§ MATERIAL SUPPLIED
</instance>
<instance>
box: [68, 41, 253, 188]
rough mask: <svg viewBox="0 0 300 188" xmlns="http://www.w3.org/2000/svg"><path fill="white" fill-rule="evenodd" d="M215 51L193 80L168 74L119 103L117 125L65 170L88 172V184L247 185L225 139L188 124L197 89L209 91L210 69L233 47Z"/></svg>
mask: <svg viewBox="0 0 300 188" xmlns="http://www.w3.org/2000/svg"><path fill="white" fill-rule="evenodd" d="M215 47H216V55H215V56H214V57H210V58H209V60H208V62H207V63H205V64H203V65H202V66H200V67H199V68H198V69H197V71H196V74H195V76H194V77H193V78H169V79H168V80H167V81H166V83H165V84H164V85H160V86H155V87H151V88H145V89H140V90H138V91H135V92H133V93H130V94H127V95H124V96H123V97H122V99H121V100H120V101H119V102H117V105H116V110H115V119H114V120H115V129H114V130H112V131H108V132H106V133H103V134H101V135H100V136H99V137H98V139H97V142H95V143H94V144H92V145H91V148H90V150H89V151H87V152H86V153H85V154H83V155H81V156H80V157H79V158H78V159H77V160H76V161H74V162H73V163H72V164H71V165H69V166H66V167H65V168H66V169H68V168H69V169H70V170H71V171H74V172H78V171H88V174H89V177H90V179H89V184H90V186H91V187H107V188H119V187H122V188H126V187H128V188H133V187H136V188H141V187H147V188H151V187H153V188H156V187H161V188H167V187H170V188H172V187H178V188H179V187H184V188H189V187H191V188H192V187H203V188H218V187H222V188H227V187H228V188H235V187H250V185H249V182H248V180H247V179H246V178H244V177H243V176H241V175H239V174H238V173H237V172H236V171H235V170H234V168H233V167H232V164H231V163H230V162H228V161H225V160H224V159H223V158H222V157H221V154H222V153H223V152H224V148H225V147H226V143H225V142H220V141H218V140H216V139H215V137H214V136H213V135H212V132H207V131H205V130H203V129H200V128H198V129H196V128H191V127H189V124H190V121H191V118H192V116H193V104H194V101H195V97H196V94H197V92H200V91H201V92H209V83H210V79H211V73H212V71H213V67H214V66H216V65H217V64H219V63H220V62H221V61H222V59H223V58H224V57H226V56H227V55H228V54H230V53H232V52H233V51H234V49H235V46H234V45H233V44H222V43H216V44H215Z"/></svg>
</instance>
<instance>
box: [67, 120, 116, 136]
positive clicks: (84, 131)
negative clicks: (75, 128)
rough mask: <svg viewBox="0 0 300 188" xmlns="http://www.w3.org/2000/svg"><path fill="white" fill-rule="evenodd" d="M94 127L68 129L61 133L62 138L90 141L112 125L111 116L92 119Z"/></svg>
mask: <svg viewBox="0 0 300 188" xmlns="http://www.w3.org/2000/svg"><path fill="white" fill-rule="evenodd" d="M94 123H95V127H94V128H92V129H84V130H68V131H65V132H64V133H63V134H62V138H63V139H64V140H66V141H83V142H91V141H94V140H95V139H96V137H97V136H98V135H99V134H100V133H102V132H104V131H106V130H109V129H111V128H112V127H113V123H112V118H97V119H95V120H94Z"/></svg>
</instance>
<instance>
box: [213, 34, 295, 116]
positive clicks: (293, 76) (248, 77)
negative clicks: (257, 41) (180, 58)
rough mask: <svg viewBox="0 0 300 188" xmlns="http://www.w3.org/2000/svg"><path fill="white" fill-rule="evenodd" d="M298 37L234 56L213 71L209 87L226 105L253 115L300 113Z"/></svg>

==

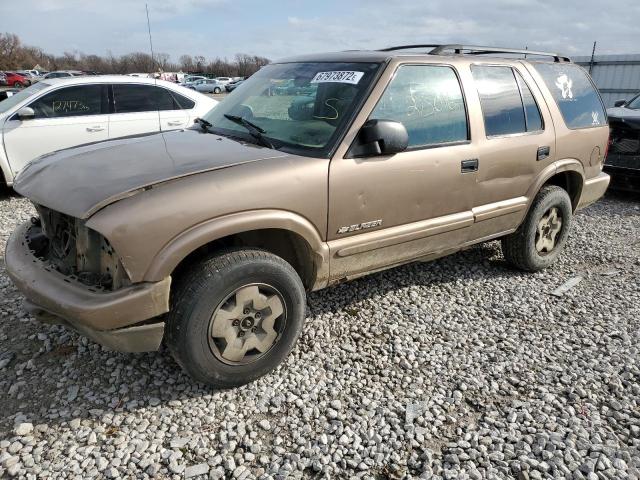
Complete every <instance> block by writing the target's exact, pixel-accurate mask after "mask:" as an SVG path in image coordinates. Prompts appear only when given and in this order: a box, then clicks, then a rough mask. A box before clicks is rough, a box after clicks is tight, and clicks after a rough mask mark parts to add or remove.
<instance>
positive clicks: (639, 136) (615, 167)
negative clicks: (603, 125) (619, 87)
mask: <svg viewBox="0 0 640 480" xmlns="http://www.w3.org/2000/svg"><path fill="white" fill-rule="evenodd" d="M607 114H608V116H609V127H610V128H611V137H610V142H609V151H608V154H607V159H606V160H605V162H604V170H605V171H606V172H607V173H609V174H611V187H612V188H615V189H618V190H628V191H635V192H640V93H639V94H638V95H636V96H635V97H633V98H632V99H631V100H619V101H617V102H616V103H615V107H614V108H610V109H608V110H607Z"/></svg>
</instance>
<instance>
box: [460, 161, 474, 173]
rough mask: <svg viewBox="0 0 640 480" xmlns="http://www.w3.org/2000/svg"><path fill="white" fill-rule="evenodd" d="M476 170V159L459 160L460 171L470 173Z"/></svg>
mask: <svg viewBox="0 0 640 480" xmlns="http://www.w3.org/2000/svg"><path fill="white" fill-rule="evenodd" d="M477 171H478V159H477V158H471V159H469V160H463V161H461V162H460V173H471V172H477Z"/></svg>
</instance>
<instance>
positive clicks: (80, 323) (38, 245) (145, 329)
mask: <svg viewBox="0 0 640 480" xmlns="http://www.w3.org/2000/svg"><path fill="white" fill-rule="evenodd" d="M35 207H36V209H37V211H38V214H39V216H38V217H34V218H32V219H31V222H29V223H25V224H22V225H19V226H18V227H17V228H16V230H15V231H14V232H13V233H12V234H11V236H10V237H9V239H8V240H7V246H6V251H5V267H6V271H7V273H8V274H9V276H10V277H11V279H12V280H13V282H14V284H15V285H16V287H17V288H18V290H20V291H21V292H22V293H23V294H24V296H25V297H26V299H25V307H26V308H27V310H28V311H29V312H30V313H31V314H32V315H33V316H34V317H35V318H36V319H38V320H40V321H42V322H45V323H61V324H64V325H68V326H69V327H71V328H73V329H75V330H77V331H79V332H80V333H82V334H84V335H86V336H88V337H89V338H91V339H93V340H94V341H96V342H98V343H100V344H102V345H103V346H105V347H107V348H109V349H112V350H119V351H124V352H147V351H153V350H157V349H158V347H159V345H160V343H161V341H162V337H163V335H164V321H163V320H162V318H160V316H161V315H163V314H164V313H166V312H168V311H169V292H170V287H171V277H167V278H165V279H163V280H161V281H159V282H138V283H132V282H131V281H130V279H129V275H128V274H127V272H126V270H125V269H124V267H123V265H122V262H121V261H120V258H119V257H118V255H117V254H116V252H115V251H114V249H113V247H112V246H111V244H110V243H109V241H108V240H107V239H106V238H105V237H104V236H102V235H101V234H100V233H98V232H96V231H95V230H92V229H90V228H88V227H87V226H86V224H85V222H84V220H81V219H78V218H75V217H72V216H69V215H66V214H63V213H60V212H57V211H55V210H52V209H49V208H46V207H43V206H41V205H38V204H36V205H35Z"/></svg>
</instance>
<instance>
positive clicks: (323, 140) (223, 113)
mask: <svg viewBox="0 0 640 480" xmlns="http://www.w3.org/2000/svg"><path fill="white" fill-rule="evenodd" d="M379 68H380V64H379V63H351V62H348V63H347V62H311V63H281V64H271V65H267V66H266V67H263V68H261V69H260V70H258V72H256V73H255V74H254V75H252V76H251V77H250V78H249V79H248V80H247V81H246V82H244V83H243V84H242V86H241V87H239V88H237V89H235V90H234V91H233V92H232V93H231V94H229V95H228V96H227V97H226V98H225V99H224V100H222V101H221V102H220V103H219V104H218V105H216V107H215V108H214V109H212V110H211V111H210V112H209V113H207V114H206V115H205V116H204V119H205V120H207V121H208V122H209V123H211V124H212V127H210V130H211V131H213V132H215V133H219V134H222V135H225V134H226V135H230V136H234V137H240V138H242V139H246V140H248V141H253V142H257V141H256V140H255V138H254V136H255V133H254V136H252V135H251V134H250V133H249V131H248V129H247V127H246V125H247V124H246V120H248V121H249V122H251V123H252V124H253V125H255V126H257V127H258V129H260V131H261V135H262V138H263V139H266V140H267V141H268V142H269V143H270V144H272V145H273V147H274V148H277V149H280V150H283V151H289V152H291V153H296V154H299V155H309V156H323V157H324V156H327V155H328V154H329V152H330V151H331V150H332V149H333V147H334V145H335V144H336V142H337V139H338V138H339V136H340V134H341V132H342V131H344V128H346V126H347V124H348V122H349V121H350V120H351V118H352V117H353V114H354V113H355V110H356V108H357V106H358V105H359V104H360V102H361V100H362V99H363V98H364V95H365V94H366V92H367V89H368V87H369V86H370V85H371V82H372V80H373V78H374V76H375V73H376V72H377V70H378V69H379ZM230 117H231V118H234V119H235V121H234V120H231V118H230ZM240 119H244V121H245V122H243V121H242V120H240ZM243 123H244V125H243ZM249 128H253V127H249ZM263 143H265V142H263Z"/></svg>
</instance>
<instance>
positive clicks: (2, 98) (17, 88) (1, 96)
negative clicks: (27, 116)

§ WHAT YOU NEED TO DO
Return each line from the entries above that contains the string "positive". Letter case matters.

§ TASK RESULT
positive clicks: (84, 131)
positive clicks: (293, 76) (248, 77)
positive clicks: (639, 136) (615, 167)
positive clicks: (80, 323) (38, 245) (145, 329)
positive clicks: (323, 140) (223, 113)
positive clicks: (2, 98) (17, 88) (1, 96)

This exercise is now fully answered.